__AVAILABLE DATA__.
---*---
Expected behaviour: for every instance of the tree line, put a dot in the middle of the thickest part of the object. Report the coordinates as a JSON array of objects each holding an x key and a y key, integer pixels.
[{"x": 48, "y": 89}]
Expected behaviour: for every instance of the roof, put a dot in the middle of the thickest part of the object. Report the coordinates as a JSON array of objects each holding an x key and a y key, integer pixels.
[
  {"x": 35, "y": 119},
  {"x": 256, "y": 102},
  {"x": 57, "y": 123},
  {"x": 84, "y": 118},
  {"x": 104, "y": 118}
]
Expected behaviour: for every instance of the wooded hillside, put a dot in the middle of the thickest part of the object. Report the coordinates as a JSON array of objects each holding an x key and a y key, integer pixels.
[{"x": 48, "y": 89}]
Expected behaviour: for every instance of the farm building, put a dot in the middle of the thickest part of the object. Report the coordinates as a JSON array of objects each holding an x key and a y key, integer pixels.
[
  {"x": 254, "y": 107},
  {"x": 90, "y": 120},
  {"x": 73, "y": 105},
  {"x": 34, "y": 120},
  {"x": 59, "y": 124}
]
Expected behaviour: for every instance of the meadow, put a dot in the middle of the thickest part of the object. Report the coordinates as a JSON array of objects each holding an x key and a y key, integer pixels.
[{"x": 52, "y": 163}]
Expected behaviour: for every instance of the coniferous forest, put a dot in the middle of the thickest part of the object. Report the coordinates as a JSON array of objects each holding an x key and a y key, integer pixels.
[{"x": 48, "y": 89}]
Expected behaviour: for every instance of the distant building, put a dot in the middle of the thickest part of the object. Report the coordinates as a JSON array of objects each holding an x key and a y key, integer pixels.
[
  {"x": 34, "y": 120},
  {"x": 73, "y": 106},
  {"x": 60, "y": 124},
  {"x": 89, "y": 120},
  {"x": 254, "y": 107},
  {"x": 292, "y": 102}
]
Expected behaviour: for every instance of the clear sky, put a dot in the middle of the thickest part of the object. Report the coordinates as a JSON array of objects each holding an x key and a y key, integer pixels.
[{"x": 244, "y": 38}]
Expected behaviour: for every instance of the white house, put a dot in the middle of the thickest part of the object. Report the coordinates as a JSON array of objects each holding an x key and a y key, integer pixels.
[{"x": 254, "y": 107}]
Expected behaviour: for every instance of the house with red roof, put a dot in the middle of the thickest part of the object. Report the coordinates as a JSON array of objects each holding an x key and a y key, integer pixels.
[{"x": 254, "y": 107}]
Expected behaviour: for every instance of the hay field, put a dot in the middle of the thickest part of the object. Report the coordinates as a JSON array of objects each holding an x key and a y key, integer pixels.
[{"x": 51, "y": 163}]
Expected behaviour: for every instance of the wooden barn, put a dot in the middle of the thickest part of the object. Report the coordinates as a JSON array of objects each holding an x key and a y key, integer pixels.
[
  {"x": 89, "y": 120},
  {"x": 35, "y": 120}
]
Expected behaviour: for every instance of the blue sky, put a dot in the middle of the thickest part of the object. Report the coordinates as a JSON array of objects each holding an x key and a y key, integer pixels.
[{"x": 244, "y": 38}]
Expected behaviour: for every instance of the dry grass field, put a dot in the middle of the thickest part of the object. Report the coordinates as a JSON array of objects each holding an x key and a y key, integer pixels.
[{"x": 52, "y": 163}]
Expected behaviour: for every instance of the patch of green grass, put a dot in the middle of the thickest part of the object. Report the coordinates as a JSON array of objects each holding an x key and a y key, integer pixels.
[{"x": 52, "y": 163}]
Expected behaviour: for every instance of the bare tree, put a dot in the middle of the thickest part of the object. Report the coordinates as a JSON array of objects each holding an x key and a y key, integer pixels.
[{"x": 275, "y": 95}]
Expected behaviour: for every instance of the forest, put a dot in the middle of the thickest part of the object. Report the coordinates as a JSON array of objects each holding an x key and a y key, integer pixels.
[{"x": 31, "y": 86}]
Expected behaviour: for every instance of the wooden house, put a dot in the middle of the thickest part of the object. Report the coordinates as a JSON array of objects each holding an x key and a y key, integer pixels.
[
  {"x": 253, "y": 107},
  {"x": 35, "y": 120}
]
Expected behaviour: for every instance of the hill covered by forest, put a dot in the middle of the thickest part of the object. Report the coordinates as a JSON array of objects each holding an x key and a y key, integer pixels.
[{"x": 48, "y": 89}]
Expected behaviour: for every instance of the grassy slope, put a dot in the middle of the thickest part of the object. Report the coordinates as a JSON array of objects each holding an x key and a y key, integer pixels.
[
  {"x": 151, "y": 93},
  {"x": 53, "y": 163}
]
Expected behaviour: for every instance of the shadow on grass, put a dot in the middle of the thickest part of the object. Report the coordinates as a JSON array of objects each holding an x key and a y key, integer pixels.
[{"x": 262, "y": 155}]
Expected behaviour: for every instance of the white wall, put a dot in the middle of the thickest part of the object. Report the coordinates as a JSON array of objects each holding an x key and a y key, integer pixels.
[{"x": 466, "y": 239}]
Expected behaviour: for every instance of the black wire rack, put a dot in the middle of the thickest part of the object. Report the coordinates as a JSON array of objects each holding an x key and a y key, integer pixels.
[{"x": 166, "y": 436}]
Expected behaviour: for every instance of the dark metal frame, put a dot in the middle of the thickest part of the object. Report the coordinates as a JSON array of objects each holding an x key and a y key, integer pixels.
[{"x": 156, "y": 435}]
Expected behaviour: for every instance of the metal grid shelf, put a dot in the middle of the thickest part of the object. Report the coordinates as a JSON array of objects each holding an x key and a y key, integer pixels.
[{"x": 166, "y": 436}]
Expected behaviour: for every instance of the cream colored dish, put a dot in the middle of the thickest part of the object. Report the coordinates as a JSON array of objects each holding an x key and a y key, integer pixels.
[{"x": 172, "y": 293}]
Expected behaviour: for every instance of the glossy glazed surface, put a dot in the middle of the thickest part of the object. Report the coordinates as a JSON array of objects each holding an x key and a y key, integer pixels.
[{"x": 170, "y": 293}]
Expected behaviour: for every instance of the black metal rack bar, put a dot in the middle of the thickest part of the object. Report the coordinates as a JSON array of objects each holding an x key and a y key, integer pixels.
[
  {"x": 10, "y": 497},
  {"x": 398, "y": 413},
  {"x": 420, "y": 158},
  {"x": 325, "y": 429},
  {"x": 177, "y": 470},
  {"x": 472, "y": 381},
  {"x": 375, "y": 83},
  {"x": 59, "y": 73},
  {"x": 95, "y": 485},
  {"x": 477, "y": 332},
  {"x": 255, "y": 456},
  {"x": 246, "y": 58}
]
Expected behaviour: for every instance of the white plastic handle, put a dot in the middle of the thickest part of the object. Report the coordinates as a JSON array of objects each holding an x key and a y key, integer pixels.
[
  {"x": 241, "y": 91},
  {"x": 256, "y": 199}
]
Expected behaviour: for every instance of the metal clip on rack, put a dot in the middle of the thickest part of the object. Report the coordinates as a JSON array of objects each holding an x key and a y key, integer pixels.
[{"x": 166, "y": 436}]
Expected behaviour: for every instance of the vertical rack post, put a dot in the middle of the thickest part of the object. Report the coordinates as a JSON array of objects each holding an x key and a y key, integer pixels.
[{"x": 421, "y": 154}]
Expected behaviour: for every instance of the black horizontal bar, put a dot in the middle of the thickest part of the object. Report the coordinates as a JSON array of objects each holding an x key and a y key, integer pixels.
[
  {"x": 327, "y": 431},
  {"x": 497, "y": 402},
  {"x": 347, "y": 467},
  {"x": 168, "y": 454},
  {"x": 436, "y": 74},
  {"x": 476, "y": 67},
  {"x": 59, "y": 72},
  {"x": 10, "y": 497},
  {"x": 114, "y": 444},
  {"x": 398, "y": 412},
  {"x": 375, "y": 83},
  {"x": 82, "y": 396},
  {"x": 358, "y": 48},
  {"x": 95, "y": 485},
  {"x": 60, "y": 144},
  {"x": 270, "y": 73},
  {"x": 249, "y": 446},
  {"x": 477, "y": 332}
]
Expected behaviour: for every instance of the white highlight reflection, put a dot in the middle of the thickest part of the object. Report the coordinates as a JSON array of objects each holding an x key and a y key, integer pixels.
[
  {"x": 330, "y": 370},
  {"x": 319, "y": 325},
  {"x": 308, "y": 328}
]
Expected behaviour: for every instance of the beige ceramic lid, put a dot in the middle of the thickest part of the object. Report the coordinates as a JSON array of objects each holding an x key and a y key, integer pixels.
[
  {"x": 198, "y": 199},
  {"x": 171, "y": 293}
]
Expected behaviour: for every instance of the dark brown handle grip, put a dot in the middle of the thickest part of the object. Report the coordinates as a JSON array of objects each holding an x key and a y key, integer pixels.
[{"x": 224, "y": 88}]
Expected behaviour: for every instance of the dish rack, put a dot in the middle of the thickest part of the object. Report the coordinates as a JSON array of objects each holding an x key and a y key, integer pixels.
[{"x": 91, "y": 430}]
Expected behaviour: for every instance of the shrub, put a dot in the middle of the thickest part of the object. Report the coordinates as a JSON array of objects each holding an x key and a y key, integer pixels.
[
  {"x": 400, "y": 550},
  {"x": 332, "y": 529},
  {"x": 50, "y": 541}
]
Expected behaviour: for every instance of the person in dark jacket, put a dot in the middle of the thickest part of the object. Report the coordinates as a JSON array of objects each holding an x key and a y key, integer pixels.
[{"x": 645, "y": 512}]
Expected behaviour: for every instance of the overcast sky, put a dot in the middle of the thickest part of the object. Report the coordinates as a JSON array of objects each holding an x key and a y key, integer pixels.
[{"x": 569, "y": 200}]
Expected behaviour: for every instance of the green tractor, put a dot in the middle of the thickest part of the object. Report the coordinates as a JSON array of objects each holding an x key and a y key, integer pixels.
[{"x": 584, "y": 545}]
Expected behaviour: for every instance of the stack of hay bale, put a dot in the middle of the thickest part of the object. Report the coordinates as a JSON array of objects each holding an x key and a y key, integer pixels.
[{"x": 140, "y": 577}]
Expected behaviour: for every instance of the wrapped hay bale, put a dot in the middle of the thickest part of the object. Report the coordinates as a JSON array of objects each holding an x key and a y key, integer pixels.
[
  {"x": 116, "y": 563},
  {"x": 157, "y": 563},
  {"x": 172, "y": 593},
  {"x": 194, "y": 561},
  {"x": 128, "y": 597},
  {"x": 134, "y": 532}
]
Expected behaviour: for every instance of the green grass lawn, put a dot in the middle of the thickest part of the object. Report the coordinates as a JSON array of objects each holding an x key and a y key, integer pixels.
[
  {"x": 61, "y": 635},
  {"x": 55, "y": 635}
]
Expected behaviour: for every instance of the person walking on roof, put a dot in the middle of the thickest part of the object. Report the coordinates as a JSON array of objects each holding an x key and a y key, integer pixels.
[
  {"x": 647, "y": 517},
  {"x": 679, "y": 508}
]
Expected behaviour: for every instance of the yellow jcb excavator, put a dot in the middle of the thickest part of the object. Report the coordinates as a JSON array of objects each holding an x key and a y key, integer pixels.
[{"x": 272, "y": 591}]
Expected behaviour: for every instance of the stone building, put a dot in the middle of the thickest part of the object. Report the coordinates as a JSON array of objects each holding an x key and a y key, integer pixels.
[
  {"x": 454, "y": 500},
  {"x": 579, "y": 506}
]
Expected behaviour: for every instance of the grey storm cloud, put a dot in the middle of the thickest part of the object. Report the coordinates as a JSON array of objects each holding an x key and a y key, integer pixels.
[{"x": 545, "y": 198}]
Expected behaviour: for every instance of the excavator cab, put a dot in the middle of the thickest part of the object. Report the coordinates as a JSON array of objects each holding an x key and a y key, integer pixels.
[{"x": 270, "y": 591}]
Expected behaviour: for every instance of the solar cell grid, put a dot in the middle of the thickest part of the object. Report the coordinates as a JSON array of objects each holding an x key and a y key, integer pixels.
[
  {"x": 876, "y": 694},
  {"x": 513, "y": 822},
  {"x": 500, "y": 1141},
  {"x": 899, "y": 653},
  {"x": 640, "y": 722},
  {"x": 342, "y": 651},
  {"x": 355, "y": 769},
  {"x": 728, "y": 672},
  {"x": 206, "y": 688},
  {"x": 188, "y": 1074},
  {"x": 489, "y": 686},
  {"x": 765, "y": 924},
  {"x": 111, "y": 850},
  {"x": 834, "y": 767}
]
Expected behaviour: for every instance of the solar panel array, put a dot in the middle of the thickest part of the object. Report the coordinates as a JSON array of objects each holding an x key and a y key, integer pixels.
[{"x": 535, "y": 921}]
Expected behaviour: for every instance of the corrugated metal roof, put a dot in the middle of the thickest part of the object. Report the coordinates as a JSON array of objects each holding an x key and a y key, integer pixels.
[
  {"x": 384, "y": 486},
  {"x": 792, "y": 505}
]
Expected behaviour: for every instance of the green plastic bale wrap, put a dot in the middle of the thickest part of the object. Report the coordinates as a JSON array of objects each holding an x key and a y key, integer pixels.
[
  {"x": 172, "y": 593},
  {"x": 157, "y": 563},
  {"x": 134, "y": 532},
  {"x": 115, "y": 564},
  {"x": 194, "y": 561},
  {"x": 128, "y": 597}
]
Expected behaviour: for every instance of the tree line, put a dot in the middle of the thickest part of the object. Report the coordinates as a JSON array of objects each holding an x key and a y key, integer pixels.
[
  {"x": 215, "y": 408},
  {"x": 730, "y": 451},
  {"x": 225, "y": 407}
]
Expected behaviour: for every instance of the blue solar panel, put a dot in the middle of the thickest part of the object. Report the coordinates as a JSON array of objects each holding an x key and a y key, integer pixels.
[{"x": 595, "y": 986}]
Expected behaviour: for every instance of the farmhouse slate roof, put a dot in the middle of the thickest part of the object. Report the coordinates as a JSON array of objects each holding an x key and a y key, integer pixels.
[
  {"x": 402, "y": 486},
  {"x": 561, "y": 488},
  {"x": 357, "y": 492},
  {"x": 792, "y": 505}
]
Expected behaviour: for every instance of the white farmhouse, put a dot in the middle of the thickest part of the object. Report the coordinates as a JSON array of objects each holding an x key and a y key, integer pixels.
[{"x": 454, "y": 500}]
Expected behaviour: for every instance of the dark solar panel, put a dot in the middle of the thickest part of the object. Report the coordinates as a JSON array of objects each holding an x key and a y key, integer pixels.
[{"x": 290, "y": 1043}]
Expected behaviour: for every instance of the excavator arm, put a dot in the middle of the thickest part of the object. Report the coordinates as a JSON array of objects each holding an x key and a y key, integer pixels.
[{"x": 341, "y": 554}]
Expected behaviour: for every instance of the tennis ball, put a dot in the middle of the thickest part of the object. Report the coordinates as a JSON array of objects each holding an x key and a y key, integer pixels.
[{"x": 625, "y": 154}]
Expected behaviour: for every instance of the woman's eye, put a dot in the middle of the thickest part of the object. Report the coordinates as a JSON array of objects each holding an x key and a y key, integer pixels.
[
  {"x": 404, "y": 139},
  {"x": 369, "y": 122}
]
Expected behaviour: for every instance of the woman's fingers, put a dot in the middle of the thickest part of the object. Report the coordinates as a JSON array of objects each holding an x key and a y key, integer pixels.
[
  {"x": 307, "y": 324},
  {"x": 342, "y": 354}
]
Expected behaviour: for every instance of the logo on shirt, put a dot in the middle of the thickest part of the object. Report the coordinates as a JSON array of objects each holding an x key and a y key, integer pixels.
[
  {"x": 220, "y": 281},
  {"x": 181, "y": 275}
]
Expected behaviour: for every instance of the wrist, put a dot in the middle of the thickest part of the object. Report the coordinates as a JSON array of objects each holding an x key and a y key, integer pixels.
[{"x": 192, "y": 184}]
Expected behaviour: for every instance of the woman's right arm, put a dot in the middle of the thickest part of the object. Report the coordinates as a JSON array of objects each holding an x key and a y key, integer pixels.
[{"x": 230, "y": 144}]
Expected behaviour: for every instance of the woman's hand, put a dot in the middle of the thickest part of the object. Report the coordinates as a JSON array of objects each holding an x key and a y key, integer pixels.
---*---
Output only the lines from the one holding "Expected behaviour: for every instance of the logo" through the last line above, exactly as they appear.

__RESULT OF THE EXERCISE__.
Expected behaviour: for every instance of the logo on shirt, put a dot in the middle of the thickest part of the object. Report the coordinates as a JSON array of objects each holding an x key and a y key, integer pixels.
[
  {"x": 220, "y": 281},
  {"x": 181, "y": 275}
]
Expected behaviour: for every instance of the wrist, put a dot in the middle of the thickest part of the object. Report the coordinates as a JSON array of objects each holding an x key and a y key, integer pixels.
[{"x": 192, "y": 184}]
Expected behaviour: for every instance of the woman's right arm, put a dot in the middle of the thickest part of the object. Report the coordinates as a JSON array of objects each holding an x key and a y key, integer pixels.
[{"x": 230, "y": 144}]
Expected behaviour: for every instance of the woman's hand, put a dot in the middle of the thickest part of the object. Report the coordinates as a JSON array of objects each holding an x key and a y key, integer pixels.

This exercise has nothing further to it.